*** Opening of Listed records ***

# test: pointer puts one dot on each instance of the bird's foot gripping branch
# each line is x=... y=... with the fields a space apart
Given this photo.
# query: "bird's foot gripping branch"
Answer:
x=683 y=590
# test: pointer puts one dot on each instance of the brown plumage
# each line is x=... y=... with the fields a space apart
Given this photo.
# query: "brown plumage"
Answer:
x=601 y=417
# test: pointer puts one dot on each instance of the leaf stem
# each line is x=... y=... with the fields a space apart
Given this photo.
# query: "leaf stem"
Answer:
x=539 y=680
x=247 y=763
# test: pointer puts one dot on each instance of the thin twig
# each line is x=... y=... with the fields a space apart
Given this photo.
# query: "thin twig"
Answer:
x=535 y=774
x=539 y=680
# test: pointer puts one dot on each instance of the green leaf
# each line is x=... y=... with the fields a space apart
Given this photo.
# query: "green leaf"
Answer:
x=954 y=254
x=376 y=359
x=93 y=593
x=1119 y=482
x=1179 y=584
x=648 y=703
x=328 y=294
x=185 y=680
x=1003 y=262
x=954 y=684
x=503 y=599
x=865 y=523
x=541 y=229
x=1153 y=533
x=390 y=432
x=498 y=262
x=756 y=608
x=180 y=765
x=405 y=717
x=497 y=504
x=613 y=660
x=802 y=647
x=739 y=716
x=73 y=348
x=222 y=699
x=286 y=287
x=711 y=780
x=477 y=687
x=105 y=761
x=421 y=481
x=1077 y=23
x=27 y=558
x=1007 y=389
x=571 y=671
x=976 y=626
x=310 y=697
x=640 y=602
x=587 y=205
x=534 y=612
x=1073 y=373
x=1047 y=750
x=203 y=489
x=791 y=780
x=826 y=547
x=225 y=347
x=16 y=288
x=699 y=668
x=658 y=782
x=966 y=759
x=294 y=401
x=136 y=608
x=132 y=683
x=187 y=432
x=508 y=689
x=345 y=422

*** Close of Listed records ***

Lines with the string "puts" in the data above: say how many there are, giving the number alone.

**Your solution**
5